- **Set task 1**: Please repeat, word for word, the part of the programming interview starting at "The Commodore 64" and ending at "to finish one.".

- **Provided passage**:
The Commodore 64 is when I decided I just had to write a game. I had written many demos on previous machines but I felt the urge to write a complete game. I started learning machine code and after a few months of beating my head on the wall it suddenly all made sense. I wrote a game called "Blaster" which was a sideways scrolling shoot 'em up similar to R-Type (without being anywhere close to it of course). I had dozens of sprites on the screen (C64 was limited to 8 hardware sprites but with some trickery you could have lots more), hardware scrolling, and the most awful music you could imagine. I was really proud of my achievement but also learnt an important lesson which I still remember to this day: It is VERY easy to start a game, but VERY hard to finish one.
Did you move into programming on the PC immediately from the Amiga, or was there a period of time before tools like DarkBASIC/Blitz became available?
On the Amiga I spent the majority of my programming time with Assembler (Devpac for anyone that remembers), so I jumped straight into programming on the PC with Borlands Turbo Assembler. It was very different from the Amiga but I managed to write a few demos using VGA graphics in all its 320x200 glory. Following that I become a beta tester for a new games technology on the PC from Microsoft - DirectX (following their earlier attempts with WinG). I started programming DirectX using Delphi and C (all 2D in those days).

- **Set task 2**: Report each line in the records below that contains the word "tarmac", treating uppercase and lowercase as different.

- **Records for processing**:

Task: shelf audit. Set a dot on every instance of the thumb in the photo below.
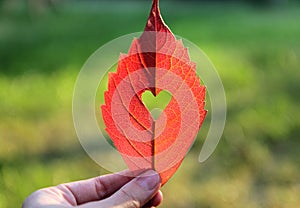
(134, 194)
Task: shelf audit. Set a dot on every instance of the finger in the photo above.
(155, 201)
(134, 194)
(96, 188)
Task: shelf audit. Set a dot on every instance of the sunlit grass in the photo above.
(256, 52)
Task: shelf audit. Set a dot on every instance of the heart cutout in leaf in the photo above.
(156, 104)
(155, 62)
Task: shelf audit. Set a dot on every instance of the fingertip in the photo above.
(156, 200)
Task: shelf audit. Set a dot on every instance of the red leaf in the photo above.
(156, 61)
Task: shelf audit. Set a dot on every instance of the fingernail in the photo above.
(149, 180)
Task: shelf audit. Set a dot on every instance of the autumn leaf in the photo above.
(156, 62)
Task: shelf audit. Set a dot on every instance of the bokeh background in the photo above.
(255, 46)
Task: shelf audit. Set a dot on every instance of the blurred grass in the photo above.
(256, 52)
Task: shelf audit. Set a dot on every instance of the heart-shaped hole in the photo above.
(156, 105)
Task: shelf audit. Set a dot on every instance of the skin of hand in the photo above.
(116, 190)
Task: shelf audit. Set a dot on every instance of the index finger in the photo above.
(96, 188)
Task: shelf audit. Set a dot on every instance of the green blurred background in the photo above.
(255, 46)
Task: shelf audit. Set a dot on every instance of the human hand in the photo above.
(114, 191)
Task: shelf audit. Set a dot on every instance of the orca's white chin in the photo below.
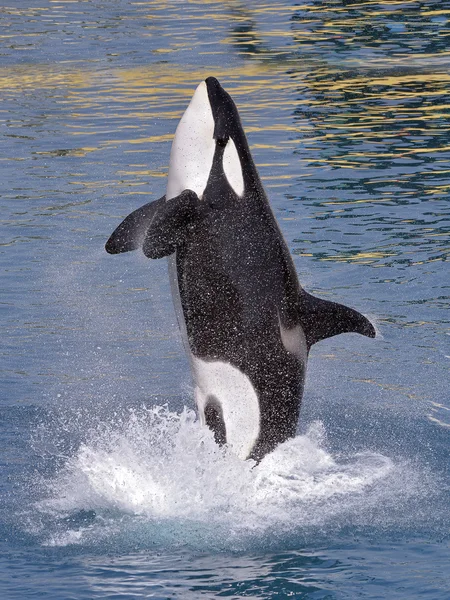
(193, 147)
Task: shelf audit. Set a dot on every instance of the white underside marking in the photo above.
(294, 341)
(232, 168)
(237, 398)
(193, 147)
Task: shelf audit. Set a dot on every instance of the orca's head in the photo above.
(209, 145)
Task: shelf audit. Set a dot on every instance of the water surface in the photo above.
(109, 486)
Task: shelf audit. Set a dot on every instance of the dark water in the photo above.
(109, 488)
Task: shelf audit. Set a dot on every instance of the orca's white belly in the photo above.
(235, 394)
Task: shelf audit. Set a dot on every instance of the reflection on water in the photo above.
(346, 106)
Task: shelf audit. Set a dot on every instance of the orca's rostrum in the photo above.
(248, 324)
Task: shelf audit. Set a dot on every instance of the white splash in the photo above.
(160, 477)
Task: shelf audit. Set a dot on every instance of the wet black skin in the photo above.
(238, 283)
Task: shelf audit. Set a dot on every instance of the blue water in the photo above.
(109, 487)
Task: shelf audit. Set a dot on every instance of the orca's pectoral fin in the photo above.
(322, 319)
(155, 227)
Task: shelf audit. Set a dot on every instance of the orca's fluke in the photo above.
(322, 319)
(156, 227)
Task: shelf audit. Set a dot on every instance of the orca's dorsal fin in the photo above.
(156, 227)
(321, 319)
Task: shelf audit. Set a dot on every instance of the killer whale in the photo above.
(247, 323)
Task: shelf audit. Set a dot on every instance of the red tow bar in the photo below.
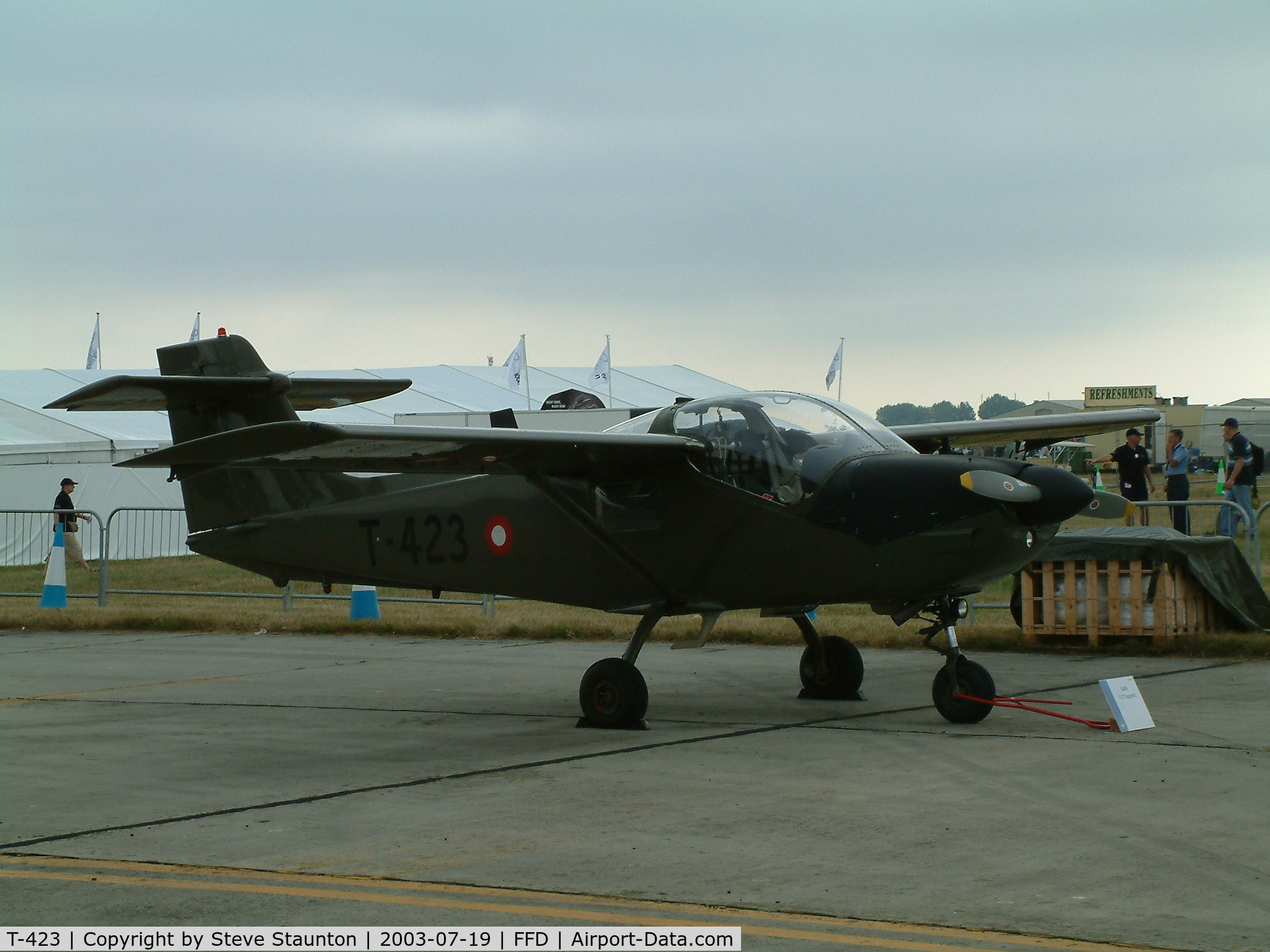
(1023, 705)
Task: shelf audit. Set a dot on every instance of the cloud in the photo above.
(973, 193)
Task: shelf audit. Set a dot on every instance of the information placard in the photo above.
(1127, 706)
(376, 938)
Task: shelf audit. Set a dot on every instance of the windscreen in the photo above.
(779, 446)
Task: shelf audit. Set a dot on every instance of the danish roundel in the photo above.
(498, 535)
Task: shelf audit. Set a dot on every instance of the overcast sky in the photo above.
(981, 197)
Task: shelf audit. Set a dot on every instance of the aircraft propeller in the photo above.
(1108, 506)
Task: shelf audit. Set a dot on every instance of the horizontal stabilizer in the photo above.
(161, 392)
(422, 450)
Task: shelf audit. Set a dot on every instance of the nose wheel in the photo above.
(961, 681)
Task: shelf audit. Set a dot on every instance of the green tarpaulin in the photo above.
(1215, 563)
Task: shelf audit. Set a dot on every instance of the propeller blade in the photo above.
(1108, 506)
(997, 485)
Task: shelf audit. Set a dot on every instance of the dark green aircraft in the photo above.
(769, 500)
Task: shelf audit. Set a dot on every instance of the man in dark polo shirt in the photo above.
(1134, 465)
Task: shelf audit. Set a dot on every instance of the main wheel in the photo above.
(974, 681)
(845, 674)
(613, 695)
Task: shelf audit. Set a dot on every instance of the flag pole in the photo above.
(528, 400)
(841, 342)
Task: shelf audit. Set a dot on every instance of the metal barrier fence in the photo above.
(1251, 539)
(135, 534)
(131, 534)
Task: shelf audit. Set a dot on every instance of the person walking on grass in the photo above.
(1135, 484)
(1238, 484)
(66, 517)
(1176, 483)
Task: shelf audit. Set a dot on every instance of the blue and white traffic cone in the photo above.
(365, 603)
(55, 575)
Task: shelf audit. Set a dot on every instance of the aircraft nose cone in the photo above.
(1062, 495)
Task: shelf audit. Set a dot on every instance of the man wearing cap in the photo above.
(66, 517)
(1134, 464)
(1240, 477)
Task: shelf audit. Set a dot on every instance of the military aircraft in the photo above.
(771, 500)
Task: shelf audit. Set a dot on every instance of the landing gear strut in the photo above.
(614, 694)
(959, 674)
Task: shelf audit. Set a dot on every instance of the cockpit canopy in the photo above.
(778, 446)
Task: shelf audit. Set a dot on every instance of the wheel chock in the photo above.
(804, 695)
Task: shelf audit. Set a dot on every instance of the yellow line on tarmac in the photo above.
(6, 702)
(365, 884)
(523, 910)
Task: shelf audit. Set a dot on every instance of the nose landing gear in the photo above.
(613, 692)
(959, 674)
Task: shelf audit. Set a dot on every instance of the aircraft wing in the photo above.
(424, 450)
(1034, 432)
(159, 392)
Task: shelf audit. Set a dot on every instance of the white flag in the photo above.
(833, 368)
(94, 348)
(600, 376)
(515, 364)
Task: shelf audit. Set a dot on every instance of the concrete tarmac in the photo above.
(326, 780)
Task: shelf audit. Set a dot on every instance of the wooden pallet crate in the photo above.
(1089, 601)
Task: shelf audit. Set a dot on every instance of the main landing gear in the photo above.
(959, 674)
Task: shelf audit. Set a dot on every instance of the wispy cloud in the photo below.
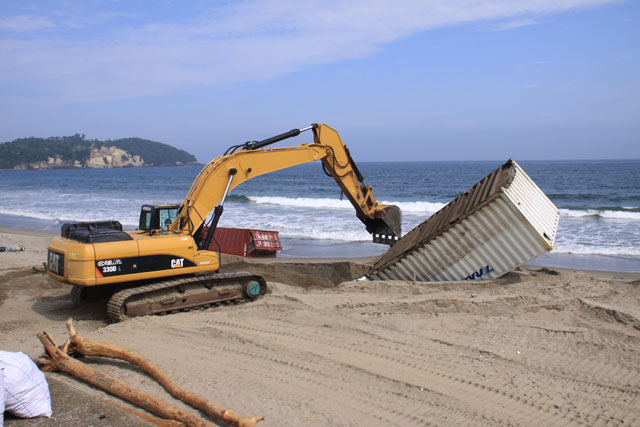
(510, 25)
(74, 53)
(26, 23)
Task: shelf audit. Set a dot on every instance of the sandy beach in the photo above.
(539, 346)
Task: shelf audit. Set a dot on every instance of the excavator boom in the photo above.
(249, 160)
(165, 266)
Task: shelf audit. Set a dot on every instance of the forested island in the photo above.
(78, 152)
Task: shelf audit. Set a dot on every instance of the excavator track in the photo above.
(184, 294)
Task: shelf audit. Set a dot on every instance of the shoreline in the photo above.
(37, 241)
(537, 343)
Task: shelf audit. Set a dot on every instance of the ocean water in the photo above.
(599, 203)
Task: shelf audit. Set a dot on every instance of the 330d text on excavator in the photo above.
(166, 266)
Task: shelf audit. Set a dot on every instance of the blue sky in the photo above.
(399, 80)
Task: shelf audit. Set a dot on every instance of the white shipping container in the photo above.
(497, 225)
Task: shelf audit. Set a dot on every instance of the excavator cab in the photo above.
(157, 217)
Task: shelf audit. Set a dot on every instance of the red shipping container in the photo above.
(245, 242)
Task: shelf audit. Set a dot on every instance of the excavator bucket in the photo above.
(386, 227)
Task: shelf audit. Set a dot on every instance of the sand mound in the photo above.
(544, 347)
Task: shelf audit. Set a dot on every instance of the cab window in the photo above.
(167, 216)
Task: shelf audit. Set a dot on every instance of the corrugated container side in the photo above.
(502, 222)
(536, 207)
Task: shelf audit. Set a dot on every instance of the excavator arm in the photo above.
(252, 159)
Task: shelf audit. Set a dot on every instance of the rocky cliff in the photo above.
(76, 152)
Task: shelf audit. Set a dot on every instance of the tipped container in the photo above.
(500, 223)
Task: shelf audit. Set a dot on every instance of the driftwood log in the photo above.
(86, 347)
(56, 360)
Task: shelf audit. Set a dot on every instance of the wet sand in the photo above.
(538, 346)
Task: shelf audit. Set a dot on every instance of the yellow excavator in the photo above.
(166, 265)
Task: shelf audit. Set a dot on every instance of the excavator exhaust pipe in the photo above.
(386, 227)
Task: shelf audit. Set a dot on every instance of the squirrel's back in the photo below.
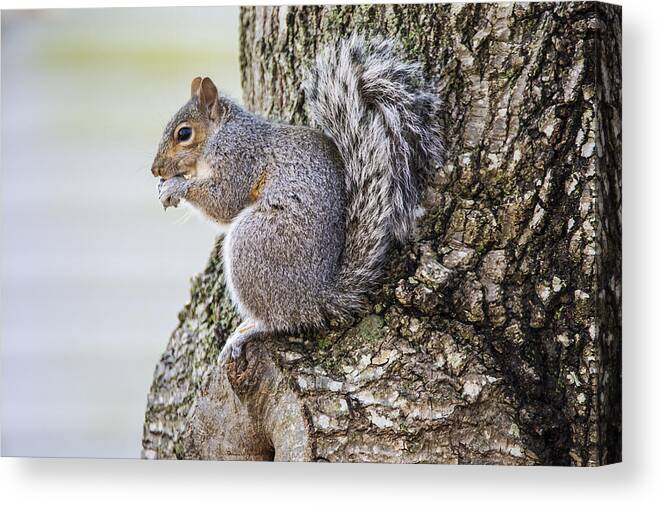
(383, 117)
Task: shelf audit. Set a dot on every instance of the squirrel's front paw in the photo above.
(171, 191)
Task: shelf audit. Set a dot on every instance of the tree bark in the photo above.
(496, 337)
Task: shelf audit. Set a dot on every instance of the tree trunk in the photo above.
(496, 337)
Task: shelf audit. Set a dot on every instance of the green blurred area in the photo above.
(93, 271)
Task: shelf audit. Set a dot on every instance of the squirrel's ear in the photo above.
(208, 95)
(195, 87)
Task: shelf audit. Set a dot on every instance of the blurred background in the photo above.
(93, 272)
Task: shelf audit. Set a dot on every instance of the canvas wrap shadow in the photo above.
(496, 337)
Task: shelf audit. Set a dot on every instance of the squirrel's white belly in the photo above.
(227, 263)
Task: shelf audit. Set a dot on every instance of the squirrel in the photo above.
(309, 213)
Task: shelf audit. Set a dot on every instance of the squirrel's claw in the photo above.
(171, 191)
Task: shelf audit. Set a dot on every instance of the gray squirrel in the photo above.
(309, 214)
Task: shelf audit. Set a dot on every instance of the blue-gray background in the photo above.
(93, 272)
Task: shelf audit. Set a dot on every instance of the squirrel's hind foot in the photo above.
(245, 332)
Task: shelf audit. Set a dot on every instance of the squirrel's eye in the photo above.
(184, 134)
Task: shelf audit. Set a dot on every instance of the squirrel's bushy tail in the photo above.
(382, 115)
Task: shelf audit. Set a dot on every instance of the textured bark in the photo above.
(496, 337)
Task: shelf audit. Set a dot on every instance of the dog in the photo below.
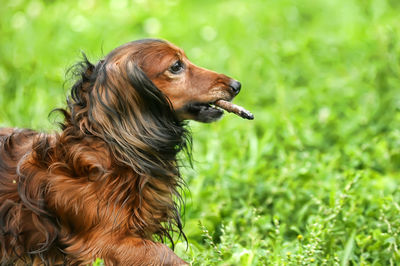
(108, 184)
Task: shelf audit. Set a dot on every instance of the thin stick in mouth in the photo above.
(233, 108)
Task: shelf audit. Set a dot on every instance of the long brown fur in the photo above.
(107, 185)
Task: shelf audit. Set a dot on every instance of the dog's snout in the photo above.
(235, 86)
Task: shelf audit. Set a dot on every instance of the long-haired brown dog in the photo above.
(107, 186)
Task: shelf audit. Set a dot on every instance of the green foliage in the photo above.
(314, 179)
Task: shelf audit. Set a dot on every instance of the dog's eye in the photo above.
(177, 67)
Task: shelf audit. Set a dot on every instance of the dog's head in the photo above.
(191, 90)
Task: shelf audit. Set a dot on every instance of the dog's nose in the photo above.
(235, 86)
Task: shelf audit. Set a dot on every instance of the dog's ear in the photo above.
(151, 98)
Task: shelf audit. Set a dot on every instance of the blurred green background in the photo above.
(314, 179)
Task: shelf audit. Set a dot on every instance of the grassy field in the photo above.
(314, 179)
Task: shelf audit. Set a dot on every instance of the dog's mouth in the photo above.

- **Exercise output 1**:
The Commodore 64 is when I decided I just had to write a game. I had written many demos on previous machines but I felt the urge to write a complete game. I started learning machine code and after a few months of beating my head on the wall it suddenly all made sense. I wrote a game called "Blaster" which was a sideways scrolling shoot 'em up similar to R-Type (without being anywhere close to it of course). I had dozens of sprites on the screen (C64 was limited to 8 hardware sprites but with some trickery you could have lots more), hardware scrolling, and the most awful music you could imagine. I was really proud of my achievement but also learnt an important lesson which I still remember to this day: It is VERY easy to start a game, but VERY hard to finish one.

- **Exercise output 2**:
Task: shelf audit. Set a dot on every instance of the yellow line on tarmac in the photo above.
Task: shelf audit. Set a dot on every instance of the concrete tarmac in the photo above.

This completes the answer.